Fragmento para leer =

◇ ◇ ◇ ◇ ◇

# transformar un parlante de 4 ohm a 8ohm



## pachi2009 (Nov 22, 2009)

hola muy buenas queria preguntarles si me pueden ayudr como puedo pasar un parlante de 4 ohm  a 8 ohm? desde ya muchas gracias un saludo


----------



## Oscar Monsalvo (Nov 22, 2009)

mandando a hacer una bobina de 8 Ohm.

Saludos.


----------



## pachi2009 (Nov 22, 2009)

si eso seria pero me sale mas economico un parlante nuevo lo que pasa es que es para un 2.1 con un tda 7377 lo hice un uno de 8" a 8 ohm y dos de 5" mas un twester de 2" y los de 5 son de 4 ohm y los de 2" de 8 y me hace un poco menos de 3 ohm y eo me hace apagar el tda por proteccion por eso como puedo hacer para dejar en 8 ohm el de 5"


----------



## Oscar Monsalvo (Nov 22, 2009)

Puedes hacer 3 cosas:

1-mandar a rebobinar los dos parlantes pero a 8 Ohm.
2-colocar los dos parlantes en serie, eso equivaldria a una sola carga de 8 Ohm.
3-comprar los parlantes nuevos, a 8 Ohm.

Saludos.


----------



## dcastillom (Dic 16, 2009)

Pon una resistencia de 4  ohm en serie para crear mas carga.


----------



## bebeto (Dic 16, 2009)

dcastillom dijo:


> Pon una resistencia de 4 ohm en serie para crear mas carga.


 

Seria mejor colocar parlantes en serie... porque sin colocas una resistencia estarias disipando practicamente la mitad de la potencia en la R, y seria potencia disipada en forma de calor o lo que es lo mismo:  perdida de potencia inutilmente


----------



## dcastillom (Dic 16, 2009)

Asi es se pierde potencia por la carga, pero creo que es mejor que poner 2 parlantes, una pequeña resistencia, por un enorme parlarte, con ambas opciones no creo que use el 100% de la potencia.


----------



## castro (Dic 17, 2009)

creo que un crossover te podria servir


----------



## Rick-10 (Dic 17, 2009)

Pone los parlantes en serie.


----------



## electronix (Dic 26, 2009)

comprate uno de 8 ohmios ps 
sino pon 2  de  4 ohmios en serie


----------



## chileno (Dic 26, 2009)

coloca 2 parlantes de 4 ohm por salida y aras 8 Ohm, o mandalos abobinar a 8 Ohm


----------



## mariano22 (Dic 26, 2009)

yo en mi opinion pondria 2 parlantes de 4 ohm en serie...ya que:
*no gastas potencia de gusto como seria con una resistecia.
*no grastarias $ ni con un crossover, parlante nuevo o rebobinado...
yo pienso esoo...

◇ ◇ ◇ ◇ ◇

Material proporcionado =

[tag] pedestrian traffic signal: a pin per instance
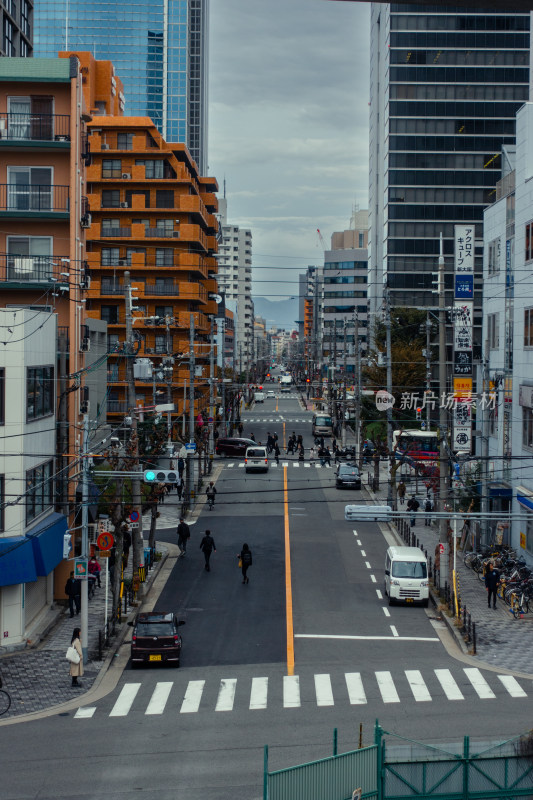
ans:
(160, 476)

◇ ◇ ◇ ◇ ◇

Problema planteado A =
Transcribe del hilo sobre parlantes el tramo que va desde "Asi es se pierde" hasta "de la potencia.".
Problema planteado B =
En el hilo sobre parlantes, ¿qué integrado lleva el equipo 2.1 que armó pachi2009?
Las líneas no tienen ningún papel en esto.

Respuesta final A =
Asi es se pierde potencia por la carga, pero creo que es mejor que poner 2 parlantes, una pequeña resistencia, por un enorme parlarte, con ambas opciones no creo que use el 100% de la potencia.

Respuesta final B =
Lleva un tda 7377.